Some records
^^^^^^^^^^^^^^^^
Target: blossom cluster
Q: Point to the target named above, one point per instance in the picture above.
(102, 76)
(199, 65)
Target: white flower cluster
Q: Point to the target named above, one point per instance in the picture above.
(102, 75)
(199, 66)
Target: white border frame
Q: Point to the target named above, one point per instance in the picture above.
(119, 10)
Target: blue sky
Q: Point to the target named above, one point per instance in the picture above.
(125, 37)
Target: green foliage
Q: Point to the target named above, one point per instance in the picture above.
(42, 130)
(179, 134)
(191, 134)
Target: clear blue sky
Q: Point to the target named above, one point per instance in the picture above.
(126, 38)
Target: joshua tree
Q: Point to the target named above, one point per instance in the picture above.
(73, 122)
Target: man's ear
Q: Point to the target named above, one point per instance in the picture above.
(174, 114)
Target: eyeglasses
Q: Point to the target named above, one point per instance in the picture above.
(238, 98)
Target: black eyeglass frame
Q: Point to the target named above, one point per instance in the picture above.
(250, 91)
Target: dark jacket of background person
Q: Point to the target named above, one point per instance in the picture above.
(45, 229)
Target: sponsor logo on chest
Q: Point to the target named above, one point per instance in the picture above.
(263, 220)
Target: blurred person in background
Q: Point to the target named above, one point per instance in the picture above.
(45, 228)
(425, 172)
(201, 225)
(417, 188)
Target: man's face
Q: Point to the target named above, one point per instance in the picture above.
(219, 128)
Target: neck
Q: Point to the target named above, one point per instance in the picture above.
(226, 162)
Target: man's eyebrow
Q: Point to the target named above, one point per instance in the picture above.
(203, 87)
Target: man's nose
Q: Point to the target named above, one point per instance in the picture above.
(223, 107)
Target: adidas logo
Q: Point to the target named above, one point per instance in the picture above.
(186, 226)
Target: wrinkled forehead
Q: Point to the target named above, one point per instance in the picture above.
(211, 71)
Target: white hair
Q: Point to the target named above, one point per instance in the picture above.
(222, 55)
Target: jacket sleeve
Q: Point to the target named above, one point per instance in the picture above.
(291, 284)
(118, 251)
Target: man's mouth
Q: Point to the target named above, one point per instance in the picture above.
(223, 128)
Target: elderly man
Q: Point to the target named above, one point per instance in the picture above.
^^^^^^^^^^^^^^^^
= Set exercise =
Retype every line above word for word.

= Response to the task =
Target: blossom cluster
Q: Point to the target named above, one point per instance in the picture above.
(102, 76)
(199, 65)
Target: white flower cluster
Q: Point to the target named above, one point per instance in the picture above.
(102, 75)
(199, 66)
Target: white border frame
Q: Point to the target named above, one point per instance in the picture above.
(119, 10)
Target: blue sky
Q: Point to the target named above, one point per instance in the picture above.
(125, 37)
Target: green foliage
Q: Point to the target named above, one point per instance in the picture above.
(42, 130)
(179, 134)
(191, 134)
Target: clear blue sky
Q: Point to the target named above, one point per instance in the picture above.
(126, 38)
Target: joshua tree
Q: Point to the target named above, one point per instance in the picture above.
(73, 122)
Target: man's ear
Q: Point to the target named above, one point per instance in the picture above.
(174, 114)
Target: eyeglasses
Q: Point to the target named above, one point per instance in the picture above.
(238, 98)
Target: black eyeglass frame
Q: Point to the target named above, one point per instance in the picture above.
(250, 91)
Target: dark jacket of background person
Q: Point to the target named above, one point per instance in the picture above.
(45, 229)
Target: sponsor logo on chest
Q: Point to the target named above, one point per instance in the picture above.
(263, 220)
Target: blurred person in background
Q: Point to the target named above, one point per instance in the picture above.
(45, 228)
(425, 172)
(201, 225)
(417, 188)
Target: man's face
Q: Point to the target named above, one point per instance in the picture above.
(219, 128)
Target: neck
Q: Point to the target named above, one point per instance in the picture above.
(226, 162)
Target: man's eyebrow
Q: Point to the target named above, one point per instance in the picture above.
(203, 87)
Target: man's nose
Q: Point to the target named above, one point per instance in the picture above.
(223, 107)
Target: adidas logo
Q: Point to the target named above, one point per instance in the picture above.
(186, 226)
Target: wrinkled forehead
Q: Point to the target named above, one point per instance in the picture above.
(211, 71)
Target: white hair
Q: Point to the target named above, one point per instance in the picture above.
(222, 55)
Target: jacket sleeve
Q: Point to the target named above, one point per instance in the picture above.
(291, 284)
(118, 251)
Target: man's mouth
Q: Point to the target named above, one point per instance in the picture above.
(223, 128)
Target: elderly man
Q: Point to the target named above, one point per instance in the picture above.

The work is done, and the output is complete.